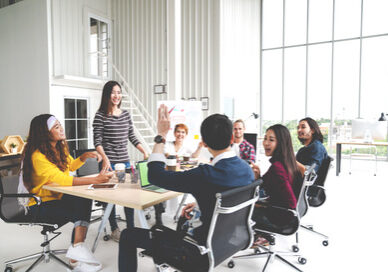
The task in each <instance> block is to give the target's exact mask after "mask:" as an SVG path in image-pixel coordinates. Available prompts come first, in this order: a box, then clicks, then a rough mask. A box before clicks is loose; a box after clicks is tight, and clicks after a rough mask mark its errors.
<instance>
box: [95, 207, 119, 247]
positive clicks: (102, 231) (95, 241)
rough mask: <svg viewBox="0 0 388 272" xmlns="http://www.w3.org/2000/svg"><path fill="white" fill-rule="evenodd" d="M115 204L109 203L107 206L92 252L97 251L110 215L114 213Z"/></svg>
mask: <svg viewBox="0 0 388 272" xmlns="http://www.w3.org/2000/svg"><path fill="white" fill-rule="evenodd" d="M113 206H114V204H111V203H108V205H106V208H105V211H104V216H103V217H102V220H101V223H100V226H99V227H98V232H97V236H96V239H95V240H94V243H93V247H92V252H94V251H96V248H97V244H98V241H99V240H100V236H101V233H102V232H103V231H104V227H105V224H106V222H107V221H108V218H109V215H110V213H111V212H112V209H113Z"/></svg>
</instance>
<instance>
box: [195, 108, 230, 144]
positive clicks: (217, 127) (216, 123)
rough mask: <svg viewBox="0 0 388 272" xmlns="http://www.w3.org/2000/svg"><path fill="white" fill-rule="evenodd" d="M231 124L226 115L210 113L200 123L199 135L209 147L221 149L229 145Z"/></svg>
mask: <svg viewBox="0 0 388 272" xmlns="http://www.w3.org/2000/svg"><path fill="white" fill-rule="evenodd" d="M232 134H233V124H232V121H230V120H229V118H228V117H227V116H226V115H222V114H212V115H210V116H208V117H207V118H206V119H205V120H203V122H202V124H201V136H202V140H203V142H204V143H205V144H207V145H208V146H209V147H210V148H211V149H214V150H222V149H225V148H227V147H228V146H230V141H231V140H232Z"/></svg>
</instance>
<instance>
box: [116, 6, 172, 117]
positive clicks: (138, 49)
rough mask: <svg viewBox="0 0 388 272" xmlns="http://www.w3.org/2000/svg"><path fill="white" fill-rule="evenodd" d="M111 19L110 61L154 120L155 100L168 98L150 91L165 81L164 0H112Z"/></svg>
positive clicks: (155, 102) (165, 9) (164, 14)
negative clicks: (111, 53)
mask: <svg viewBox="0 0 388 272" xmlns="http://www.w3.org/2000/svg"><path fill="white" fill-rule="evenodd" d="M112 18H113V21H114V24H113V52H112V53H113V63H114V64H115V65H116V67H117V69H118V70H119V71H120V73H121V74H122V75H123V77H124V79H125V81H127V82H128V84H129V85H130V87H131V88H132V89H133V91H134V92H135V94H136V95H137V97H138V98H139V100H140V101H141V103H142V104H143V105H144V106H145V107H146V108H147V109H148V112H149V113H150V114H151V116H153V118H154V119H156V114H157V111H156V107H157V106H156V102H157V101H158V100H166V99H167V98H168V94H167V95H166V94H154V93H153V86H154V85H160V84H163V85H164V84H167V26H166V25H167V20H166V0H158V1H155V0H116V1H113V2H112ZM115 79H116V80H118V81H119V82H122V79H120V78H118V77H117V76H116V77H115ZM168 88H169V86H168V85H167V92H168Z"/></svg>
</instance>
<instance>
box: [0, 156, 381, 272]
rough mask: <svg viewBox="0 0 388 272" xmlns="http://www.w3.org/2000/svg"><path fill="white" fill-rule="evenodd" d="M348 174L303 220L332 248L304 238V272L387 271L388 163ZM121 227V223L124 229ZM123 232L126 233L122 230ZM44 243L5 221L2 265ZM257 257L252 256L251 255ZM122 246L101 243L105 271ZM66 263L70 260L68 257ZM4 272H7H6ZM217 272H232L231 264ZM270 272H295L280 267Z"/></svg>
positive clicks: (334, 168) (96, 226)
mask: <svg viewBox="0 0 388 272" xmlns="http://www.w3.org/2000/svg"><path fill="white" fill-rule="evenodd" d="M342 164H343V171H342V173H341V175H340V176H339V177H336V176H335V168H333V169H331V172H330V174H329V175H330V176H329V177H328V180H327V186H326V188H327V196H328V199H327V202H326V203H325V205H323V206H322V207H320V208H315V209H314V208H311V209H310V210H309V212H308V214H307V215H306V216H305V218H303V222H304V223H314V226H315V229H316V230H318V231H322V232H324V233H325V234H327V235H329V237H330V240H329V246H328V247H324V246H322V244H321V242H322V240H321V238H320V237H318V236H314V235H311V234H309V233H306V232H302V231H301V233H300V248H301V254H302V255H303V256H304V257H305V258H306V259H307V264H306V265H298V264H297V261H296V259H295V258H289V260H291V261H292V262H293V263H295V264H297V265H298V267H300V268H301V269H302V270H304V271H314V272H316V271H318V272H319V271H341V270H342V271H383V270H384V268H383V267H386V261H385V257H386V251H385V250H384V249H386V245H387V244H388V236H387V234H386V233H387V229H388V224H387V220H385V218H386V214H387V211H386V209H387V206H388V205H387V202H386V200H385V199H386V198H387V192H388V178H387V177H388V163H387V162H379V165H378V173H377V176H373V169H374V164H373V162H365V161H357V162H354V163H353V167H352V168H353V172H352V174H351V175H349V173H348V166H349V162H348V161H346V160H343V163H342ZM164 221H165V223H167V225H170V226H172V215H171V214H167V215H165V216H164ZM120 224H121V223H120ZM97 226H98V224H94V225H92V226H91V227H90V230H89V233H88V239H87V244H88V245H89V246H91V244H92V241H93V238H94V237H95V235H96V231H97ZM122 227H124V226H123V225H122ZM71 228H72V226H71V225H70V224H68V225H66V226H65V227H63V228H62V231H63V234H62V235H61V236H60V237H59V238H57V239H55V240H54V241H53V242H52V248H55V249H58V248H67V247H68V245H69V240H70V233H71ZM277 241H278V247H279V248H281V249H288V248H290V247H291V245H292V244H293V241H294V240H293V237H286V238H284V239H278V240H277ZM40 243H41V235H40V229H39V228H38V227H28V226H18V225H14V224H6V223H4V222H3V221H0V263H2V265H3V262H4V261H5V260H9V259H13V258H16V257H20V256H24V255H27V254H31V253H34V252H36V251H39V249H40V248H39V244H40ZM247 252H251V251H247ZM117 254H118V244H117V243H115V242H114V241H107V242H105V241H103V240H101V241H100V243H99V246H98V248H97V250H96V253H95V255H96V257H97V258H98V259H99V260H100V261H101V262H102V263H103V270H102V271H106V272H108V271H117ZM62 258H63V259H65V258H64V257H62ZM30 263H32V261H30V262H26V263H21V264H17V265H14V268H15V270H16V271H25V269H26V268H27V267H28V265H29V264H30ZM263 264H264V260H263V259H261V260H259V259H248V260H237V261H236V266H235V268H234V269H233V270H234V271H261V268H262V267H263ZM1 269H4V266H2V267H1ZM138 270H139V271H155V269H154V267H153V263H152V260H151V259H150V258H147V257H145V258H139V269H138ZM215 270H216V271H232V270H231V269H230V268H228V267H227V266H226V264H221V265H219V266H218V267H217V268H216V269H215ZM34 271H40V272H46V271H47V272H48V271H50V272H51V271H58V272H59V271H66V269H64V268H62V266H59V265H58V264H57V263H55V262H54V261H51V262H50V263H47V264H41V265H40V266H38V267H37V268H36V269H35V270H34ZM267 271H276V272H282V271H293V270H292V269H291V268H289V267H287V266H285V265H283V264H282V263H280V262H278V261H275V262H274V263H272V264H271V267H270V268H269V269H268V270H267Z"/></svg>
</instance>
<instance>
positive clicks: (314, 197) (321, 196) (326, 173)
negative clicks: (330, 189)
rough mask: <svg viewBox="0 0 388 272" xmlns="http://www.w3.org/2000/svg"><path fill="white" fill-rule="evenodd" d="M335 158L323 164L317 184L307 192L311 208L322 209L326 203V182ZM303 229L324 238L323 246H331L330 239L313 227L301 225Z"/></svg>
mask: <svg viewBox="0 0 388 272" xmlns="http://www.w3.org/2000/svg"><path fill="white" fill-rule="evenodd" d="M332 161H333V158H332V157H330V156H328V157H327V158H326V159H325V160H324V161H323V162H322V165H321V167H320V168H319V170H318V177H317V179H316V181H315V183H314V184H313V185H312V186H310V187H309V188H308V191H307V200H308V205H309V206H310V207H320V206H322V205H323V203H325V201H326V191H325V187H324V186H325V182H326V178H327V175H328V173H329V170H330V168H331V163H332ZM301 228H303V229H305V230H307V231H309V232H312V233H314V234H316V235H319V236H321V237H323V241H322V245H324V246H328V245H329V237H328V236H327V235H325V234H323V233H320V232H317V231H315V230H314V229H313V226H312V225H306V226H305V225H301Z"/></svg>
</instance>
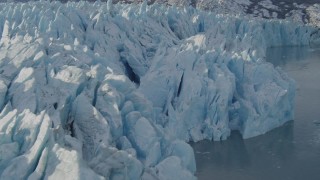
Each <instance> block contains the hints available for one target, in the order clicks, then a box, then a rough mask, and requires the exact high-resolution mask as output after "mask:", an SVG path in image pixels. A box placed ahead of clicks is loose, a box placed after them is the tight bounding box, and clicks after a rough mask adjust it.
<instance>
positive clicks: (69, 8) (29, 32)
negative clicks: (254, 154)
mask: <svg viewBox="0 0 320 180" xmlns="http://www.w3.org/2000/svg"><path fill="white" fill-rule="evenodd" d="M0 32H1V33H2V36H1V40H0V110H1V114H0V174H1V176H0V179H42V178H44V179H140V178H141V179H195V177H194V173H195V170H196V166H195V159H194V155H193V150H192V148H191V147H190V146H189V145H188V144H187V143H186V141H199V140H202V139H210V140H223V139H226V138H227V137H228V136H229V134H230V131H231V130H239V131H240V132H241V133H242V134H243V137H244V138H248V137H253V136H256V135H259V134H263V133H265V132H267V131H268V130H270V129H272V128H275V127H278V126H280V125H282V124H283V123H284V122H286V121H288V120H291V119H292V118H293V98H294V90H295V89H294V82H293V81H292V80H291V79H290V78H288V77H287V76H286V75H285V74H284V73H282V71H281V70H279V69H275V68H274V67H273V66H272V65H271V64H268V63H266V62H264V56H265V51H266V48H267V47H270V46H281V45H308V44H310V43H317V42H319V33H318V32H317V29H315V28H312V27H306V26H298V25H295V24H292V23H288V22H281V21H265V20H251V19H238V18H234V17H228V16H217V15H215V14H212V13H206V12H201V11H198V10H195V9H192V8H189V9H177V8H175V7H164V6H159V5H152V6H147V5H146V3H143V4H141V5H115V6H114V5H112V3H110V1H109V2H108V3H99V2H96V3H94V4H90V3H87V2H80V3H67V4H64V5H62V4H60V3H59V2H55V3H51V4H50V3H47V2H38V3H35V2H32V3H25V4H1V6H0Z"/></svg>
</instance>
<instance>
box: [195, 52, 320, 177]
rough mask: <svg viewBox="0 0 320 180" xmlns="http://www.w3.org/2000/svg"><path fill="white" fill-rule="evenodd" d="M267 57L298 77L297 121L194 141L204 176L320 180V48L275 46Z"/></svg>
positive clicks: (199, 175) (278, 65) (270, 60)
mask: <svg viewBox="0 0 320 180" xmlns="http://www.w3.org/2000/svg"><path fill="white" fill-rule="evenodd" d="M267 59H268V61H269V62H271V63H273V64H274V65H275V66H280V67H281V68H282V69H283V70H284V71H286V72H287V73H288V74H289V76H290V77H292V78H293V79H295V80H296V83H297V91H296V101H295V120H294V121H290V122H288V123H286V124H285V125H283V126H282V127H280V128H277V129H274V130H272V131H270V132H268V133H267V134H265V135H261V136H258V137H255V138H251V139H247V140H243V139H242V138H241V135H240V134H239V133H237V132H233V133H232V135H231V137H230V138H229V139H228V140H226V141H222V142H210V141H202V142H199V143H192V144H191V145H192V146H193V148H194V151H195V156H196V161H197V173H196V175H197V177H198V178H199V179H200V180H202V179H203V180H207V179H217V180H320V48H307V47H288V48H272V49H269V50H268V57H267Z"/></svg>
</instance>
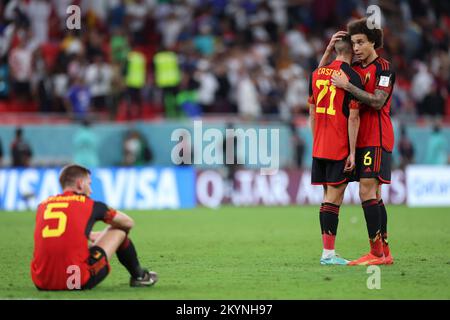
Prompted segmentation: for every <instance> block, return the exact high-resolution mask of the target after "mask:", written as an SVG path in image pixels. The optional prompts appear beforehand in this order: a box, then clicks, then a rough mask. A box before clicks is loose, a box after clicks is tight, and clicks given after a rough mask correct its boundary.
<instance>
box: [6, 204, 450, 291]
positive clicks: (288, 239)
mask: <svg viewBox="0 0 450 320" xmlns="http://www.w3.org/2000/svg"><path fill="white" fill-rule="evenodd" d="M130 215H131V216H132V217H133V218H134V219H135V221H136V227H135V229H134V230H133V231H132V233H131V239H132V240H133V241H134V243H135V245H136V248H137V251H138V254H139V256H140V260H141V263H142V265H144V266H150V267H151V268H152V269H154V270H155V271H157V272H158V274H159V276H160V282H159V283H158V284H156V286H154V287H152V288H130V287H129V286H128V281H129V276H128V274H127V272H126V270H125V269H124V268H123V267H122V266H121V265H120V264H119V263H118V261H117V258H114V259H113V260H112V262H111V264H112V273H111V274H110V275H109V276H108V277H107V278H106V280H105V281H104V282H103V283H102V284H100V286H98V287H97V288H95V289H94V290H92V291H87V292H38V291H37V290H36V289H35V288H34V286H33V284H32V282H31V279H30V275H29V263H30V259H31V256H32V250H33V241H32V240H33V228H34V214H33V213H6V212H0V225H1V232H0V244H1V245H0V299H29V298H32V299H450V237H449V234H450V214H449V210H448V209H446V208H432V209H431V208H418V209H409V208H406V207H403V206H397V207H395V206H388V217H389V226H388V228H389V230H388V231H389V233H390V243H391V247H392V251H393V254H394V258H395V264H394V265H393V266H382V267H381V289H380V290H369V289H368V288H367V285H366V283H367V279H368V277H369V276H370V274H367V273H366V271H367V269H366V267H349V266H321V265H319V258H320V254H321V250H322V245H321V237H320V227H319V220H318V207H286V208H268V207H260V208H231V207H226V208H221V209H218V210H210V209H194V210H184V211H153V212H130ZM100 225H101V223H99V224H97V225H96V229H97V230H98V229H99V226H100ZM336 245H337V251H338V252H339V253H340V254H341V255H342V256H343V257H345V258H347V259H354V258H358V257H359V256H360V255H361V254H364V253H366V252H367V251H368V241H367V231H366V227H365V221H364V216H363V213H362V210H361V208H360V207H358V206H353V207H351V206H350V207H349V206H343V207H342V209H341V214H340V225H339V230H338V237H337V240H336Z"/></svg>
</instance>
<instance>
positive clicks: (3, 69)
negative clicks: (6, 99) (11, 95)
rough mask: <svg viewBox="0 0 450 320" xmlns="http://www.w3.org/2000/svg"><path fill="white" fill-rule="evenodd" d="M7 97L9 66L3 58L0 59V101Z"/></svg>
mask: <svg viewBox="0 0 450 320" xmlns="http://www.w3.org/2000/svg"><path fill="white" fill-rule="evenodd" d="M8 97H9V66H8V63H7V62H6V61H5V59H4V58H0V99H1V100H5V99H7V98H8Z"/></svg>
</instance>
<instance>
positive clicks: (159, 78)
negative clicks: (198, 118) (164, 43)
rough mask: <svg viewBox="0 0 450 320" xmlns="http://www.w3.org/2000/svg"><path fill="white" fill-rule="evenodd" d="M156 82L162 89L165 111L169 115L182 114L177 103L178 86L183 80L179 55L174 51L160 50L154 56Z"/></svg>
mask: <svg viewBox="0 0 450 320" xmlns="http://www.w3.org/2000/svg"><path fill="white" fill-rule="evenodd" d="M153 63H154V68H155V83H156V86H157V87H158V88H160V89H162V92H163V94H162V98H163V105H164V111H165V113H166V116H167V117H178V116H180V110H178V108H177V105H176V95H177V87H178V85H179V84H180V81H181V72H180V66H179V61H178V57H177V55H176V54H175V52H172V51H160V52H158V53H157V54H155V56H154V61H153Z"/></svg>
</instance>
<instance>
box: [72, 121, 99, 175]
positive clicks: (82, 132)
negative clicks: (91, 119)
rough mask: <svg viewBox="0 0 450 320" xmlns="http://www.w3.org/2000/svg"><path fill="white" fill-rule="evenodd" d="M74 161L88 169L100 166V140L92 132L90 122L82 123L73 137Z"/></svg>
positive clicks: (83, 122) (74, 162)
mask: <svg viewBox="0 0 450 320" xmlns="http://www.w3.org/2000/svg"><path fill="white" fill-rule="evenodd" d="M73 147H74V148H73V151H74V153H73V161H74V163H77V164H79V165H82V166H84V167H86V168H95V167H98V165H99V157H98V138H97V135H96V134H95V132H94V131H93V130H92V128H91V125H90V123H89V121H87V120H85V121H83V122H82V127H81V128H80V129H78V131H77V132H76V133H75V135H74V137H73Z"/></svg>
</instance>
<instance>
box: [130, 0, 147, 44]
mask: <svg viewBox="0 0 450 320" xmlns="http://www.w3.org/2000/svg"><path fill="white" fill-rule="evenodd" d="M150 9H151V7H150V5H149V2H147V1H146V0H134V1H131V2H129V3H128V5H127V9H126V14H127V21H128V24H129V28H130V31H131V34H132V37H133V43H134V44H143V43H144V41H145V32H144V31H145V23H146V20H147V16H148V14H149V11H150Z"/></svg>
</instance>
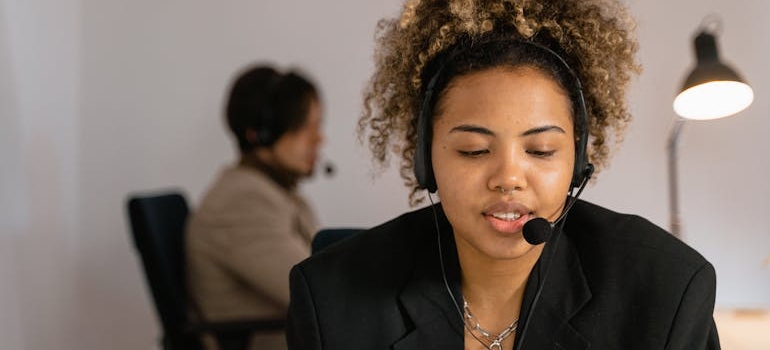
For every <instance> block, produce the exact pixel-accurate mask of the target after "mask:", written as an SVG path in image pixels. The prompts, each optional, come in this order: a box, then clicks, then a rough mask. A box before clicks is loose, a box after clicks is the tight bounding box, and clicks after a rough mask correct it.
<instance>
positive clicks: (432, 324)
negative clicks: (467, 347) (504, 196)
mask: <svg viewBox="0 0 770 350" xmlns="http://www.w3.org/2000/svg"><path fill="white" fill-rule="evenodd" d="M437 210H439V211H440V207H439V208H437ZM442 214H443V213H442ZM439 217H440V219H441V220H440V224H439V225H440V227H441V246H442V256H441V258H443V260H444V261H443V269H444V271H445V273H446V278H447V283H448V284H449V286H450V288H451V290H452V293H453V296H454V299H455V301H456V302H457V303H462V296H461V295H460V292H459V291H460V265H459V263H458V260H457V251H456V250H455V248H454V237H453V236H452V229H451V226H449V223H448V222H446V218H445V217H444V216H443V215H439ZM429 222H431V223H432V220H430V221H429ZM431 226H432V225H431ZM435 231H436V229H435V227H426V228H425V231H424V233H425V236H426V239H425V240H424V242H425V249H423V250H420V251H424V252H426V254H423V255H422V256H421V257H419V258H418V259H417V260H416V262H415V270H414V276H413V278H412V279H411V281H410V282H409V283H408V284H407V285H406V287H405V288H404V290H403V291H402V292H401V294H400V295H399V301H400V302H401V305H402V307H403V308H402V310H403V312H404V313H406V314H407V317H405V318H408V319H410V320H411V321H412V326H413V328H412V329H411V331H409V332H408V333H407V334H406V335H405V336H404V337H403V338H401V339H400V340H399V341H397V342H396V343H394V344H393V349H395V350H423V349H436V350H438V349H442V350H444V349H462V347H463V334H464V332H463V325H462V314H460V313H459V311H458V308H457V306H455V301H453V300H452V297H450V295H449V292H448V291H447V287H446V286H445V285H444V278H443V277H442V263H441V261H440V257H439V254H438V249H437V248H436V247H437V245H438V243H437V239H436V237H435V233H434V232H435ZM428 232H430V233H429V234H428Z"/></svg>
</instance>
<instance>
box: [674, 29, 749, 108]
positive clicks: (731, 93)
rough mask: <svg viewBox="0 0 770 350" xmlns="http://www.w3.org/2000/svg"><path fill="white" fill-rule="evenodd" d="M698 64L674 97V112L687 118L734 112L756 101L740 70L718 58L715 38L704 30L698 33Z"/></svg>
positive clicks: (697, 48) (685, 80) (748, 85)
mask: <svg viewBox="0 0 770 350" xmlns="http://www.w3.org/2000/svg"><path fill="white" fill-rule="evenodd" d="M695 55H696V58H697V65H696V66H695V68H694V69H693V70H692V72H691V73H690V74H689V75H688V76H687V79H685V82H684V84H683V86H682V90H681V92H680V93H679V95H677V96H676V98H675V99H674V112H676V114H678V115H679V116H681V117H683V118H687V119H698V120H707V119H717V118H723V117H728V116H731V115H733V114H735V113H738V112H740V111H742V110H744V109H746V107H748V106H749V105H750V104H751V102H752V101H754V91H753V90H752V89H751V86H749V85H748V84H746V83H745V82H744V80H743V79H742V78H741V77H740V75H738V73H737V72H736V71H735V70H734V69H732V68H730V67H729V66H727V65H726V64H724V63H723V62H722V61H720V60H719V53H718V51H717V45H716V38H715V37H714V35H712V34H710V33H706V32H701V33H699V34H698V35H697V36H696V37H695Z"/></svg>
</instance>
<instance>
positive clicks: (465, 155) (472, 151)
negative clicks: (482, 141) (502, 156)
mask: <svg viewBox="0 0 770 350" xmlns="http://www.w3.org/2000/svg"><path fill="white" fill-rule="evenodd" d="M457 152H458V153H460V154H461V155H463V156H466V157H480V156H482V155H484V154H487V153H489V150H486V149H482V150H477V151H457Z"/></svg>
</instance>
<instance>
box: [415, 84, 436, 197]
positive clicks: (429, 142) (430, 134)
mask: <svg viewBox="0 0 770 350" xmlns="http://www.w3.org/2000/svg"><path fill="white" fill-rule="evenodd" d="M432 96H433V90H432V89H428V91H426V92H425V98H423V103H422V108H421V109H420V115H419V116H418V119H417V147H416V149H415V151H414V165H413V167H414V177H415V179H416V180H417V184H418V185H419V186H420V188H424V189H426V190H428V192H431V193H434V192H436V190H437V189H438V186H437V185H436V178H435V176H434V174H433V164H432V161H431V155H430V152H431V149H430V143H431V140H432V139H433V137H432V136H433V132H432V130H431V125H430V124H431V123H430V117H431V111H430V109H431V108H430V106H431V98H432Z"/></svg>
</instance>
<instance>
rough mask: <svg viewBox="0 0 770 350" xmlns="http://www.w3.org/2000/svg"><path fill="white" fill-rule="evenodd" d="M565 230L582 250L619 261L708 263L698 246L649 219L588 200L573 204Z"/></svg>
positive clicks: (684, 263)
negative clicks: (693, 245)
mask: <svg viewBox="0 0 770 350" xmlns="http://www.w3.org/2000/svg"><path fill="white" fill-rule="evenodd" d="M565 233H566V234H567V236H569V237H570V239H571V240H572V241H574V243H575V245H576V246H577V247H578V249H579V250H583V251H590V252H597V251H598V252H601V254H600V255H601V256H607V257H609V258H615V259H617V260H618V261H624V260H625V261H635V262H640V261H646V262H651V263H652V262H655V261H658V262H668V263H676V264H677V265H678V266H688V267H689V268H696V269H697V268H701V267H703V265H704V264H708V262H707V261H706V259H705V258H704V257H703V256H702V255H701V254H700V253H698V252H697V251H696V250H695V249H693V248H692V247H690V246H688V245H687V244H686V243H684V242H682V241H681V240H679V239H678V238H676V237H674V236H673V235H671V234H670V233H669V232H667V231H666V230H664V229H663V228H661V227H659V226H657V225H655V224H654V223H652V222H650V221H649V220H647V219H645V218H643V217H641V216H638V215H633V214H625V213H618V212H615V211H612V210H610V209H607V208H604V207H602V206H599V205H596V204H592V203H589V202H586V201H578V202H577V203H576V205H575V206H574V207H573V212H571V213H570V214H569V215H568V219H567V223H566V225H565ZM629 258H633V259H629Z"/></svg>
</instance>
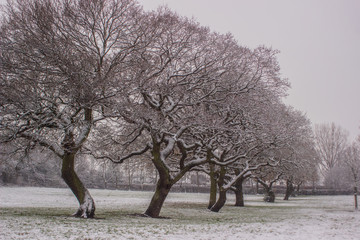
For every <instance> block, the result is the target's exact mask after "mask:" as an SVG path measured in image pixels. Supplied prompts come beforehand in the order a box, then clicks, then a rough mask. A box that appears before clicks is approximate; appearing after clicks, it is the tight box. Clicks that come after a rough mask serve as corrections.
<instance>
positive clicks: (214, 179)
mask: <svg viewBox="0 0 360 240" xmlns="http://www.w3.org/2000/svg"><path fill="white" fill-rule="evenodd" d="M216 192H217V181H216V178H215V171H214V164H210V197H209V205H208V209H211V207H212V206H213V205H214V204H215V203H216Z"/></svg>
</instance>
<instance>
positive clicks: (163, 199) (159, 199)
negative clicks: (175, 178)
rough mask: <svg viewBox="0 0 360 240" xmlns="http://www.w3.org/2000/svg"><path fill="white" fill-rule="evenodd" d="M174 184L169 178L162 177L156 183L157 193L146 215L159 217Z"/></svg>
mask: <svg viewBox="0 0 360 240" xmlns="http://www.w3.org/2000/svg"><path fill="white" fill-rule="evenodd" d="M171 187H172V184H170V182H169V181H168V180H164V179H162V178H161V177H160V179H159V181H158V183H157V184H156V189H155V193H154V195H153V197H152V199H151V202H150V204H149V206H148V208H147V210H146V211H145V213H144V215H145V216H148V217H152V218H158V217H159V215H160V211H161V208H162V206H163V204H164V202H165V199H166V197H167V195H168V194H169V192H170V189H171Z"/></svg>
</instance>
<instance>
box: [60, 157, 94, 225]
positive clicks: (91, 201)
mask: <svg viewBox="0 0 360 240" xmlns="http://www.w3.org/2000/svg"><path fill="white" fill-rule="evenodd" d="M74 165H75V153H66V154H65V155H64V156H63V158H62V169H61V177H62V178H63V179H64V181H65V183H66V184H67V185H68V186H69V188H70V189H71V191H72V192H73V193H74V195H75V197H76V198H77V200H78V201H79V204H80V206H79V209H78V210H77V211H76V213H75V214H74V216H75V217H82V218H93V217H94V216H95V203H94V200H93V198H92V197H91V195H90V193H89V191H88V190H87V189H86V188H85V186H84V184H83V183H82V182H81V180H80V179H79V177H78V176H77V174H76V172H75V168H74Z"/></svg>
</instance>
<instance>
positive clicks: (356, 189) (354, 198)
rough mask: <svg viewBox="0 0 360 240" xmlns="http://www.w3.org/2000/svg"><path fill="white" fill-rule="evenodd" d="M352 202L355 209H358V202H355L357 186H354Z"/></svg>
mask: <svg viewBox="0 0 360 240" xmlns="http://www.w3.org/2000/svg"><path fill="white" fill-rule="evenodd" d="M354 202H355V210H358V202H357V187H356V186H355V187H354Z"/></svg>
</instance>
+ + + + + + +
[What needs to be done] From the first line of the entries above down to the line holding "positive clicks: (102, 231) (95, 241)", quote each line exactly and nothing else, skipping pictures.

[Worked solution]
The task in each <instance> block is to give the target's exact mask after "mask:" as an SVG path in image-pixel coordinates. Available prompts come first, in this order: a box, then clicks, then a rough mask. A box before clicks is loose; a box after clicks is tight, and clicks after a rough mask mark its errors.
<instance>
box: [95, 207, 119, 247]
positive clicks: (102, 231) (95, 241)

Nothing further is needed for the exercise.